-- MATERIAL PROVIDED start --
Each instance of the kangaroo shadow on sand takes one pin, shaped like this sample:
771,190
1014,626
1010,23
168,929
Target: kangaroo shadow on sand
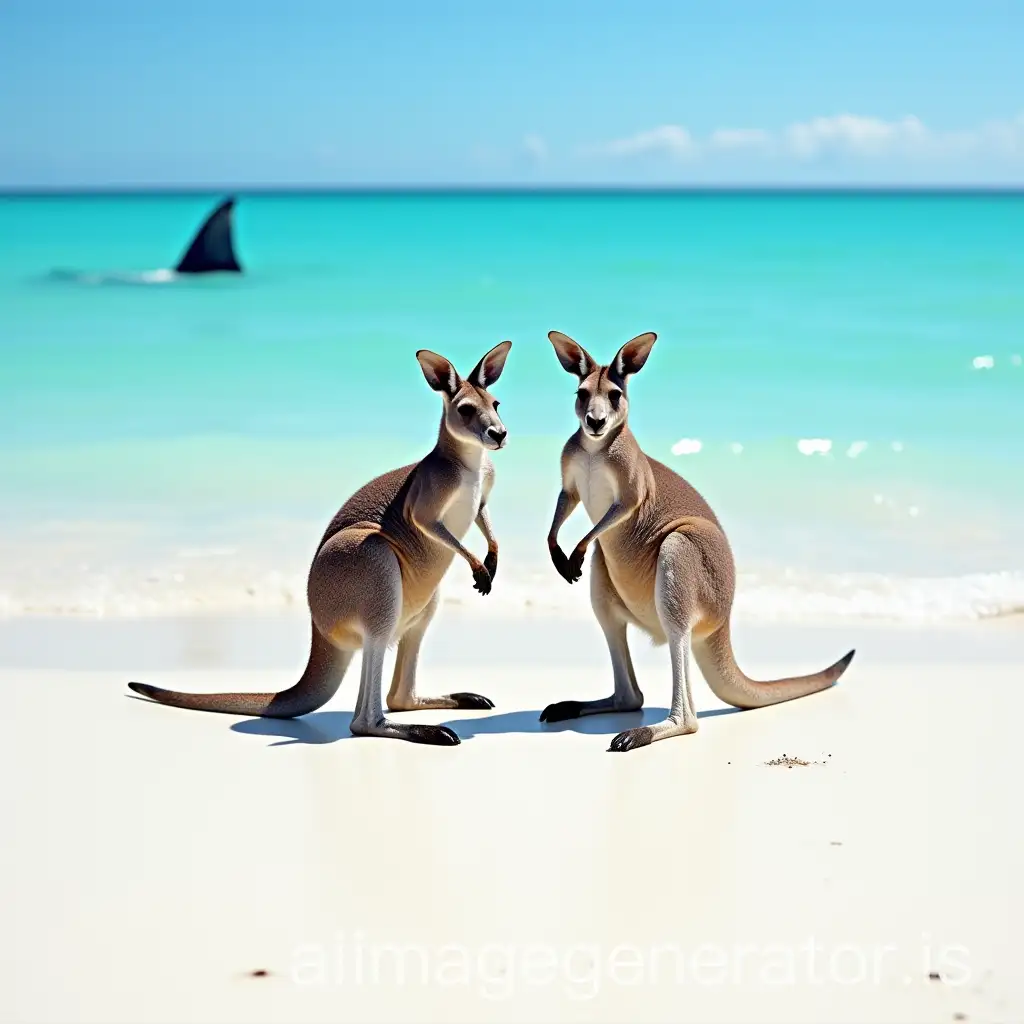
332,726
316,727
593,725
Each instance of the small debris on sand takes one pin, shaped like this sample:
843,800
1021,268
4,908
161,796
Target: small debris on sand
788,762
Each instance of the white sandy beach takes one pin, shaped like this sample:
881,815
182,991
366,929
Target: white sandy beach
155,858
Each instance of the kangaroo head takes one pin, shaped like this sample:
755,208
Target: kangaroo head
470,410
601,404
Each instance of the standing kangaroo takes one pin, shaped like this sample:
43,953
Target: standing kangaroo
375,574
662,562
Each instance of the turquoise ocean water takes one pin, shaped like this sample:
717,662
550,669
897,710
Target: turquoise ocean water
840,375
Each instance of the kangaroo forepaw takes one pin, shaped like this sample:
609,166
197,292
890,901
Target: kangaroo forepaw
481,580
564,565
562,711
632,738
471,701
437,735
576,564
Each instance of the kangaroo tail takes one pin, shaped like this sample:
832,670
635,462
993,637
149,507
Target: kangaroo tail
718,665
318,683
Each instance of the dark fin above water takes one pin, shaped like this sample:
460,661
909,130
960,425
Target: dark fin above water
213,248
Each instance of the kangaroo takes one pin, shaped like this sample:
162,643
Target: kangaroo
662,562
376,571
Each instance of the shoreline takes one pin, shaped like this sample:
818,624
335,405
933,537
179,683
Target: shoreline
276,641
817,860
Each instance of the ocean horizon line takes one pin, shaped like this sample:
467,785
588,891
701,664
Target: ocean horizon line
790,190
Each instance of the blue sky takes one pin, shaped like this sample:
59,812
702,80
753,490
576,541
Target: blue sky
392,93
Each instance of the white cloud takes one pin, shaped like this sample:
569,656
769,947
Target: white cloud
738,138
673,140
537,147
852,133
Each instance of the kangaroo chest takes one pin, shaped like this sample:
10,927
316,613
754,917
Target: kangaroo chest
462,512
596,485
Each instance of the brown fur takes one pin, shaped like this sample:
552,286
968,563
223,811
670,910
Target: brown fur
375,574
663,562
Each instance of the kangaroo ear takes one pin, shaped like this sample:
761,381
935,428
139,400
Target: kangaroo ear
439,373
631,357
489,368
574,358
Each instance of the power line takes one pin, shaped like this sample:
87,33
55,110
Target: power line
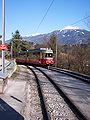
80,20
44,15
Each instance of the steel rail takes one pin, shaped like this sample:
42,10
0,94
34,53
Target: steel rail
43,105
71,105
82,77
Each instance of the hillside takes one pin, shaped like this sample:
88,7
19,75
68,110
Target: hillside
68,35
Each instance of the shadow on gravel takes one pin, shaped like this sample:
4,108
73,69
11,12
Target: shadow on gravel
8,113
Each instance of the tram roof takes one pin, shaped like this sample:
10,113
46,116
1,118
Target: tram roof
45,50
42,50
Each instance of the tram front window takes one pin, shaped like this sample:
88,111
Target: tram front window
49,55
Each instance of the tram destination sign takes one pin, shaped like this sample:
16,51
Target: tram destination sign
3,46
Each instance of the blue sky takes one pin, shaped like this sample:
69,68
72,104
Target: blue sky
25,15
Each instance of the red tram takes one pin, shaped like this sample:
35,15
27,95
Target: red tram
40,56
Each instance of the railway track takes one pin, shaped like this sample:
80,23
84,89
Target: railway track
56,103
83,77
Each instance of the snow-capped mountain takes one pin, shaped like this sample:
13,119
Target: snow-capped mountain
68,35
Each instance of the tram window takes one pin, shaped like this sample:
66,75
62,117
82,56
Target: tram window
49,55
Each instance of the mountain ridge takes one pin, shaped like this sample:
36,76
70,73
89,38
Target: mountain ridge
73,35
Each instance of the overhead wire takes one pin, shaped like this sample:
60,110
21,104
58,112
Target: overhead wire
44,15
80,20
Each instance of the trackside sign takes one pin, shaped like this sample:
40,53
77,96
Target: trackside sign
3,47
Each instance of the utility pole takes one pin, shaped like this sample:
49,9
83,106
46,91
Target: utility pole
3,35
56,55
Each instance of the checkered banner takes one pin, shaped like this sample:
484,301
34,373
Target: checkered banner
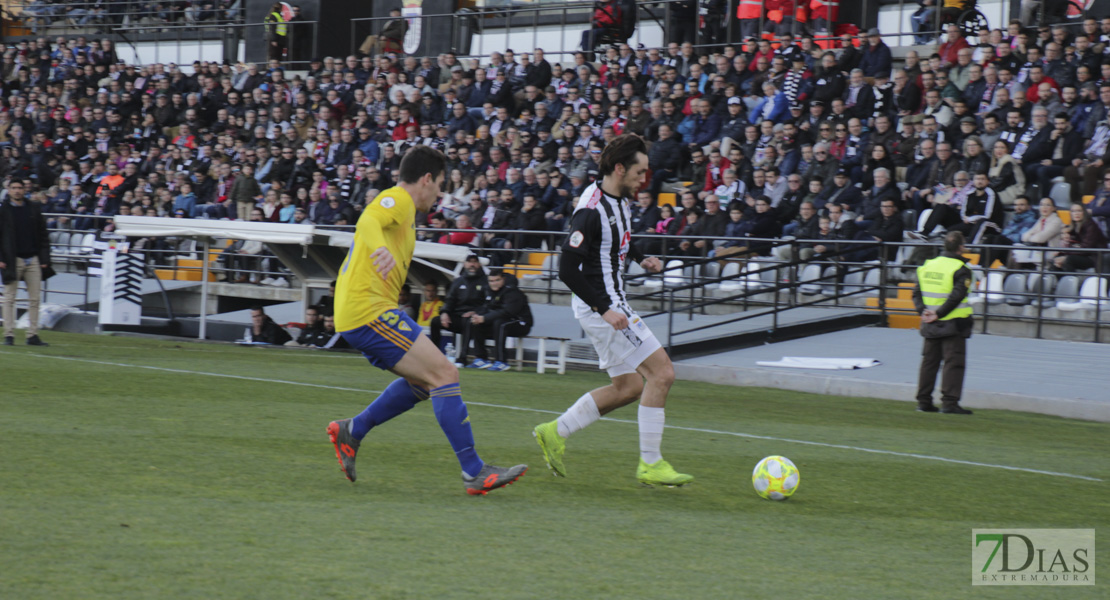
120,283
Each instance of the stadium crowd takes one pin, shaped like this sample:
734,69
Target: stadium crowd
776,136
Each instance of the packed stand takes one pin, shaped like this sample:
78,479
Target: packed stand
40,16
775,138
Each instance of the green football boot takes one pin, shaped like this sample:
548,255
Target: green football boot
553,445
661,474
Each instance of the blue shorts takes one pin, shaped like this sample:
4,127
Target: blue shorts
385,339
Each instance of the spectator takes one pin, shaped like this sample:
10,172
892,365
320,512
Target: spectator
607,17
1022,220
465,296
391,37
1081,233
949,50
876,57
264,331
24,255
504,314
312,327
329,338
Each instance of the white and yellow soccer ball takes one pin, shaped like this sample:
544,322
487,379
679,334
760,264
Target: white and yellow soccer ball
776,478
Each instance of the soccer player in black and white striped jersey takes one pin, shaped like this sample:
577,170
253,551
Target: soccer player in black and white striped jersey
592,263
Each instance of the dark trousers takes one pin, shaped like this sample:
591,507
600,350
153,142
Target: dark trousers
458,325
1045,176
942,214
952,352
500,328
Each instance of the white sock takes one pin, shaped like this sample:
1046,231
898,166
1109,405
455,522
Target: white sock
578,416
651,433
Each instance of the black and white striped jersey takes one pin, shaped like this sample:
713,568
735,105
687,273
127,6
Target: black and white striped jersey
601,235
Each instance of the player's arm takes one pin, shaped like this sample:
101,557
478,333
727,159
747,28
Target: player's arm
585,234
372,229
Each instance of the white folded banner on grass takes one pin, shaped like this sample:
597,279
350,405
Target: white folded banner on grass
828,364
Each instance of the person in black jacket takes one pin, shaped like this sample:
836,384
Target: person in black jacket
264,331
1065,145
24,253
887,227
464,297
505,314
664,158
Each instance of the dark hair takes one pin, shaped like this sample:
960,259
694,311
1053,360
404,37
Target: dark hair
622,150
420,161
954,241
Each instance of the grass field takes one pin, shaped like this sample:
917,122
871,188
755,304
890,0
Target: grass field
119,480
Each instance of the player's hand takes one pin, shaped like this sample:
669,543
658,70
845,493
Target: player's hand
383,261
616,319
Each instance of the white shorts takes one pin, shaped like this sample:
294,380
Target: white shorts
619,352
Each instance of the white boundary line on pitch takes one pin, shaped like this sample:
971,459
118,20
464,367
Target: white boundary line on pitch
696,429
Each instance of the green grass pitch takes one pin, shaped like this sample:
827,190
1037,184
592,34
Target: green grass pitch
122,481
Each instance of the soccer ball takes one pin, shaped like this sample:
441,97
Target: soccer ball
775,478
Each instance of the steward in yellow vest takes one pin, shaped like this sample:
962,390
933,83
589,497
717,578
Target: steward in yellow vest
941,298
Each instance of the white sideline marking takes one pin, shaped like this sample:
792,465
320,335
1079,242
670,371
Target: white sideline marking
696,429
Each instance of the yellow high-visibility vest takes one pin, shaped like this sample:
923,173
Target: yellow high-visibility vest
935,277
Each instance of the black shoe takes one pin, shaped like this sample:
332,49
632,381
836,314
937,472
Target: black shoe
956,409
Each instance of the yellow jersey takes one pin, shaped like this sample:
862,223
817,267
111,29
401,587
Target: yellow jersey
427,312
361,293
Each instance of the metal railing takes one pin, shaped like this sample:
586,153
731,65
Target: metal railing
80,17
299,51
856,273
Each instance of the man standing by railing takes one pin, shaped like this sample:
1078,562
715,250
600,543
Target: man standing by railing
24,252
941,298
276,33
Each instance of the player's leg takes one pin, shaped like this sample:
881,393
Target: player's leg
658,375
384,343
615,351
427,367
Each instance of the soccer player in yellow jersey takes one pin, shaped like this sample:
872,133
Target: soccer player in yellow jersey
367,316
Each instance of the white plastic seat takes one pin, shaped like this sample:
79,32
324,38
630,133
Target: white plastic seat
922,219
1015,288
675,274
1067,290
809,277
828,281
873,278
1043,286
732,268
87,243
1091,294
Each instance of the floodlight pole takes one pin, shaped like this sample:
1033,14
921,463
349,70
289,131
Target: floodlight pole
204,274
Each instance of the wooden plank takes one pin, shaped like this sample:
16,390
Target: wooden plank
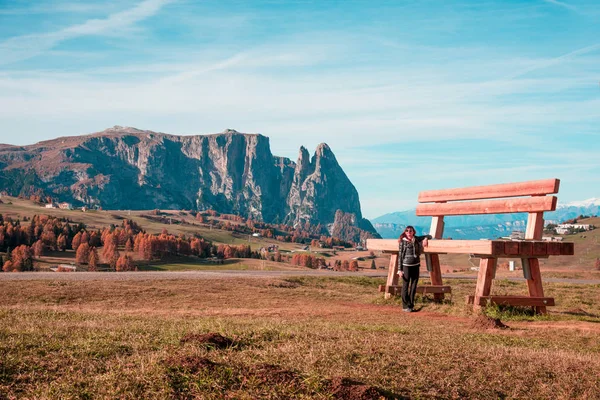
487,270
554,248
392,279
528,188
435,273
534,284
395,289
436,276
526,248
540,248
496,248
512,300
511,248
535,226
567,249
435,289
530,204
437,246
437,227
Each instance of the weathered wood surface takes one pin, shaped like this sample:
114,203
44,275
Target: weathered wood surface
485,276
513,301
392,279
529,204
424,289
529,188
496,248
-- MATERIAL PROVIDED end --
- WHAT NEEDS TO BE DONE
From the line containing "Each instance of the white plastic" down to the final line of the listing above, write out only those lines exactly as they are, minus the pictures.

- TASK SOLUTION
Each instance of the white plastic seat takes one pin, shaped like this sample:
79,32
324,38
630,133
Target: white plastic seat
922,219
1015,288
675,274
1067,290
809,277
828,281
873,278
1043,286
732,268
87,243
1091,294
Each instance of the floodlight pole takes one pin, shaped like this sample:
1033,14
921,463
349,70
289,131
Target: floodlight pole
204,274
Each instance of the wooden plank takes one pin, shaped like this sample:
16,390
Target: wooden plank
487,270
554,248
392,279
528,188
435,273
534,284
395,289
436,276
526,248
540,248
496,248
512,300
511,248
535,226
567,249
435,289
530,204
437,246
437,227
Each instance of the weathered wood surface takes one pin, shaped like this sample:
114,203
44,275
Target: weathered wood surface
485,276
513,301
392,279
529,204
424,289
529,188
496,248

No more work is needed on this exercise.